GIVEN DATA
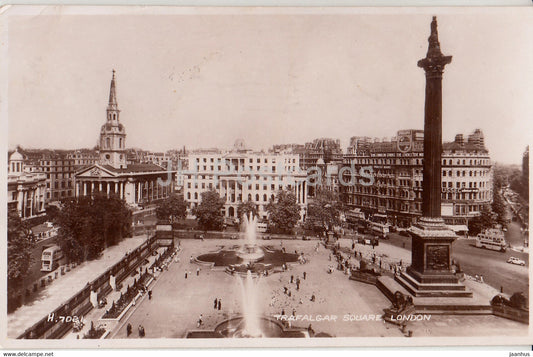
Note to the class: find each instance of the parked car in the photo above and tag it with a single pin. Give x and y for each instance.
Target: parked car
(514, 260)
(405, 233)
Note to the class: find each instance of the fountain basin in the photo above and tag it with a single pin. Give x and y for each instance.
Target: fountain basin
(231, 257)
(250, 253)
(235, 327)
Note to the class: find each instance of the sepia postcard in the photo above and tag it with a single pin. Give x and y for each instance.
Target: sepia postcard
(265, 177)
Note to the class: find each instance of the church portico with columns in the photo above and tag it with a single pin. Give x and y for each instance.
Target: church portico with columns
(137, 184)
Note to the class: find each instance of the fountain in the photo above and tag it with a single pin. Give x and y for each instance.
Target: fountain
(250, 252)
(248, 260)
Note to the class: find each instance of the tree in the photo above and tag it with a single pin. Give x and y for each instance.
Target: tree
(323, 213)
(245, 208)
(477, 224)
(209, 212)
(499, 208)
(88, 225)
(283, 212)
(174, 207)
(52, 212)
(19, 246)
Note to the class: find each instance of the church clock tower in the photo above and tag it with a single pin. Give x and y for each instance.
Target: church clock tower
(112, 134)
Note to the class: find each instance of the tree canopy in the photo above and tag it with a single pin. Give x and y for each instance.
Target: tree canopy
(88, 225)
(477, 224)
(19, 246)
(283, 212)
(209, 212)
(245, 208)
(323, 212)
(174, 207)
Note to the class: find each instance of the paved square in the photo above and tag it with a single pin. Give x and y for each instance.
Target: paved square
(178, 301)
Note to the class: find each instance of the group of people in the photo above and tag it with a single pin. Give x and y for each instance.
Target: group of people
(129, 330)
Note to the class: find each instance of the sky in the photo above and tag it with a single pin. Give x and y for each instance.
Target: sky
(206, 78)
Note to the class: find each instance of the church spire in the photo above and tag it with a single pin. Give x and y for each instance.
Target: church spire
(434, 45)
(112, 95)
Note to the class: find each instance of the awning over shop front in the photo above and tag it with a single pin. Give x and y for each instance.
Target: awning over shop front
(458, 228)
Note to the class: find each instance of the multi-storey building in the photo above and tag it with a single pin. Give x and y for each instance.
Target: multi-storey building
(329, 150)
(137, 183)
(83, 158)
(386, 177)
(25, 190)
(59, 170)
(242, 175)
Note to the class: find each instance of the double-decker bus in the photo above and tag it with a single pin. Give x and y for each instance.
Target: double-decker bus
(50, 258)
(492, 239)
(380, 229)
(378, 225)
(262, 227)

---

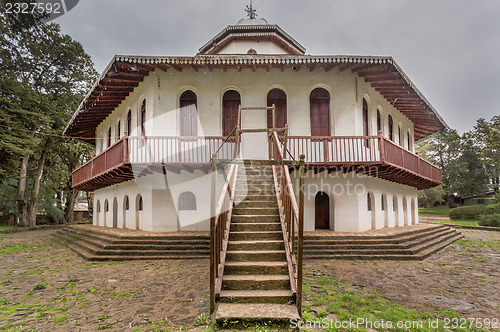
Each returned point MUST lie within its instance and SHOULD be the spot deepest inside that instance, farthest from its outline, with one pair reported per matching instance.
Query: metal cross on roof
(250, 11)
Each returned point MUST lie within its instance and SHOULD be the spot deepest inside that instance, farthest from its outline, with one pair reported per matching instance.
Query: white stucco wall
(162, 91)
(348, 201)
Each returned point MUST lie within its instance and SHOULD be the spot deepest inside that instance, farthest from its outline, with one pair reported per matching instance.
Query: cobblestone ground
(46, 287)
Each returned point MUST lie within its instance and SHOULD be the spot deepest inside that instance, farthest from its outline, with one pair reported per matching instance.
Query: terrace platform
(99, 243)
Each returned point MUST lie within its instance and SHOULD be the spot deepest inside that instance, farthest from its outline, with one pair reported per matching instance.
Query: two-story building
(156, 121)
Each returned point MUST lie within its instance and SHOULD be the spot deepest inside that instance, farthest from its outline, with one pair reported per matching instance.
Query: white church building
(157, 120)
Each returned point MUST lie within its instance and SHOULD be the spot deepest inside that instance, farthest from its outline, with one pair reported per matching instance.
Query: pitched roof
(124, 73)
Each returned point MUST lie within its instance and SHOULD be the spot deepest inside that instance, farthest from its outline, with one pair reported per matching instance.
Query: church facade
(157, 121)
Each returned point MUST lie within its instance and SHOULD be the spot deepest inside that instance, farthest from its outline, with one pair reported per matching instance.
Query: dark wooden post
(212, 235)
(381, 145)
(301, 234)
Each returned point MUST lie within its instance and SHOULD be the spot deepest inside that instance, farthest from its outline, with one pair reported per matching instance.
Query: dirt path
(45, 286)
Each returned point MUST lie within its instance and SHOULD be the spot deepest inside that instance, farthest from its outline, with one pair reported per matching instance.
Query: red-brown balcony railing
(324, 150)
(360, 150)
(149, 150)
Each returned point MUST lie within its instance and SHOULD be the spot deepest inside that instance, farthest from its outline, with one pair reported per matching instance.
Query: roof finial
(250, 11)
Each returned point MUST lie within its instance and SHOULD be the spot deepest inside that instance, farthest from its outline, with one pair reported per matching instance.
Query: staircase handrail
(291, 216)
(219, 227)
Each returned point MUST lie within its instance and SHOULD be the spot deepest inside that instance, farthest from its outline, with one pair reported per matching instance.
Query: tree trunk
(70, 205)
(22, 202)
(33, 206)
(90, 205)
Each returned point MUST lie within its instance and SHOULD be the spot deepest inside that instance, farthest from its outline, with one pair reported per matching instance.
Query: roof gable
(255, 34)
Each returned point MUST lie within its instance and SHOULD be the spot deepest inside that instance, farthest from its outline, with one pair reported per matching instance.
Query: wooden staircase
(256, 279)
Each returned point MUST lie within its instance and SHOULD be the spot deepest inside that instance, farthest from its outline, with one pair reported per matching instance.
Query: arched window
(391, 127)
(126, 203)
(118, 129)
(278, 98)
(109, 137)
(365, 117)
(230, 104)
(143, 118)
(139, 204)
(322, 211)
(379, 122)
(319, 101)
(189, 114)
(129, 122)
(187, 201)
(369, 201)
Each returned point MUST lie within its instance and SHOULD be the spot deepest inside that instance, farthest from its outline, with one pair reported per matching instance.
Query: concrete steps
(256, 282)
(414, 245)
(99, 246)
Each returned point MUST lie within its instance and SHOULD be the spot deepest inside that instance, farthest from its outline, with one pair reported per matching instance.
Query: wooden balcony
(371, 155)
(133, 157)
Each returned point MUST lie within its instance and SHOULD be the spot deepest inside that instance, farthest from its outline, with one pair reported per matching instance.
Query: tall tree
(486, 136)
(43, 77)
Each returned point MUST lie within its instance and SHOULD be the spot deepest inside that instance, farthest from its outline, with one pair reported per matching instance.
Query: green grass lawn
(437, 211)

==

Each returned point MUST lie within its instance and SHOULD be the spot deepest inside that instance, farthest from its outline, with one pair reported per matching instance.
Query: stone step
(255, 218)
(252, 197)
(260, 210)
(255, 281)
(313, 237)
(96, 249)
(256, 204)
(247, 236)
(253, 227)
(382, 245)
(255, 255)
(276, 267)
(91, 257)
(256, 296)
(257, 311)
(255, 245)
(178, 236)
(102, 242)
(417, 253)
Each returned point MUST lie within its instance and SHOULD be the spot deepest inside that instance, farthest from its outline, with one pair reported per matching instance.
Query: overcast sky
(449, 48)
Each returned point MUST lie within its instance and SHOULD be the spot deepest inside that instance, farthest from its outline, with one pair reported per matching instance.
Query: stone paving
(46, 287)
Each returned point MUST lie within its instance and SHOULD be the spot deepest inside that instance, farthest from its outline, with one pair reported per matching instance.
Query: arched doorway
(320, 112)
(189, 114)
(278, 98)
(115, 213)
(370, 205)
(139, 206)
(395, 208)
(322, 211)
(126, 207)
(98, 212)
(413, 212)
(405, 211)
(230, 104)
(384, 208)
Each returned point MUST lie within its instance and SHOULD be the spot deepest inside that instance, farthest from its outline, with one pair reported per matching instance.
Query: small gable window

WHAT THIS TASK INVOLVES
Starting with the line above that holds "Note to the class: find each instance of the parked" and stopping with the line that holds "Note to the class: find each instance of the fountain basin", reproduce each line exactly, omitting all other lines.

RESPONSE
Note to the class: find each instance of the parked car in the photo above and tag it with a single pin. Give x and y for each instance.
Target: parked car
(514, 260)
(405, 233)
Note to the class: find each instance of the fountain basin in the photo above and tag it with a single pin. Give x and y for each instance.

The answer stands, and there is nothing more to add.